▸ Exercise objective: Copy every one of the entries word for word, omitting the pictures.

Collection entries
* * * *

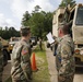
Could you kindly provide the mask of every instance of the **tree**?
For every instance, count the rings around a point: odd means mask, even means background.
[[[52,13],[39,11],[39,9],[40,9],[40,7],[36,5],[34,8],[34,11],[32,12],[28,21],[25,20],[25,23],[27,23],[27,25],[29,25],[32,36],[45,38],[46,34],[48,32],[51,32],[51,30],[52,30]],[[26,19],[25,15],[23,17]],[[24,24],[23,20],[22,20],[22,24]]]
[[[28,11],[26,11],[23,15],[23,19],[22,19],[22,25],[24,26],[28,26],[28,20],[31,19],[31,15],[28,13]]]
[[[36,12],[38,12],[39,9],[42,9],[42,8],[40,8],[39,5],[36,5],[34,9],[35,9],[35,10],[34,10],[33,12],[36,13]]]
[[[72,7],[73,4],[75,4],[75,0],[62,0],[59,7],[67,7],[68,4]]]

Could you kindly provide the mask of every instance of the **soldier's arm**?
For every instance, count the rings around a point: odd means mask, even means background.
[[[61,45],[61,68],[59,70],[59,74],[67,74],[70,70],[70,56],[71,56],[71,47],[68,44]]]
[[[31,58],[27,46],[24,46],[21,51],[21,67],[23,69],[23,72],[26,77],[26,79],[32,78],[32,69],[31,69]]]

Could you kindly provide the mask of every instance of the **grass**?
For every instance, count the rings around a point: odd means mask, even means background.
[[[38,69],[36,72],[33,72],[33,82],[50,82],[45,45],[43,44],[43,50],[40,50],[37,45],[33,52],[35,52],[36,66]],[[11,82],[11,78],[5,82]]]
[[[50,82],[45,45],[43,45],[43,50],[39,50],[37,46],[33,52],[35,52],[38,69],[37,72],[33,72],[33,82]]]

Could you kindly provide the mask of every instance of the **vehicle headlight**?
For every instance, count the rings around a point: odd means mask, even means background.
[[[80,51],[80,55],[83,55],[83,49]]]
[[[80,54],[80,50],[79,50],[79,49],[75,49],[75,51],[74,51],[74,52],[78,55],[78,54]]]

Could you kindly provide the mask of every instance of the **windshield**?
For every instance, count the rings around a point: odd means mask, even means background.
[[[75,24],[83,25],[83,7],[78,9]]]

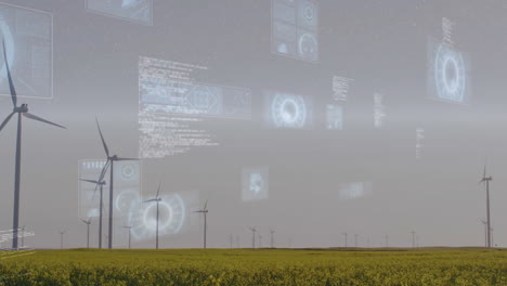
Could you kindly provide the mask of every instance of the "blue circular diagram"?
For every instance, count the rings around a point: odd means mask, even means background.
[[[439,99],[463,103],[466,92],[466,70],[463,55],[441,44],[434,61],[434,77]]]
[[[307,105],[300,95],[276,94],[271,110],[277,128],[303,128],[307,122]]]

* * * *

▸ Written answer:
Could you kindly provide the mask of every instance of the **tree**?
For every instance, count the rings around a point: odd means mask, even means background.
[[[52,13],[39,11],[39,9],[40,9],[40,7],[36,5],[34,8],[34,11],[32,12],[28,21],[25,20],[25,23],[27,23],[27,25],[29,25],[32,36],[45,38],[46,34],[48,32],[51,32],[51,30],[52,30]],[[26,19],[25,15],[23,17]],[[24,24],[23,20],[22,20],[22,24]]]
[[[28,11],[26,11],[23,15],[23,19],[22,19],[22,25],[24,26],[28,26],[28,20],[31,19],[31,15],[28,13]]]
[[[36,12],[38,12],[39,9],[42,9],[42,8],[40,8],[39,5],[36,5],[34,9],[35,9],[35,10],[34,10],[33,12],[36,13]]]
[[[72,7],[73,4],[75,4],[75,0],[62,0],[59,7],[67,7],[68,4]]]

Could you kindly provide the mask of every instance of the **soldier's arm**?
For every instance, count the rings around a point: odd means mask, even means background.
[[[61,45],[61,68],[59,70],[59,74],[67,74],[70,70],[70,56],[71,56],[71,47],[68,44]]]
[[[31,58],[27,46],[24,46],[21,51],[21,67],[23,69],[23,72],[26,77],[26,79],[32,78],[32,69],[31,69]]]

Could you kindly provide the mask of every instance of the **grass**?
For every instance, count the rings around a point: odd means mask, even means background.
[[[38,69],[36,72],[33,72],[33,82],[50,82],[45,45],[43,44],[43,50],[40,50],[37,45],[33,52],[35,52],[36,66]],[[11,82],[11,78],[5,82]]]
[[[50,82],[45,45],[43,45],[43,50],[39,50],[37,46],[33,52],[35,52],[38,69],[37,72],[33,72],[33,82]]]

Could you kindly provide the mask of every instance of the **vehicle headlight**?
For every instance, count the rings around a point: odd means mask, even means background.
[[[80,51],[80,55],[83,55],[83,49]]]
[[[80,54],[80,50],[79,50],[79,49],[75,49],[75,51],[74,51],[74,52],[78,55],[78,54]]]

Could you kindly provide the mask of every instance of the **windshield**?
For every instance, count the rings around a point: odd means mask, even means background.
[[[75,24],[83,25],[83,7],[78,9]]]

Could you kindly provide the mask of every instance of the "blue circular diagram"?
For every instance, count the rings around a point: odd means mask, even means background.
[[[439,99],[463,103],[466,92],[466,70],[463,55],[441,44],[434,61],[434,77]]]
[[[307,105],[300,95],[276,94],[271,110],[277,128],[303,128],[307,122]]]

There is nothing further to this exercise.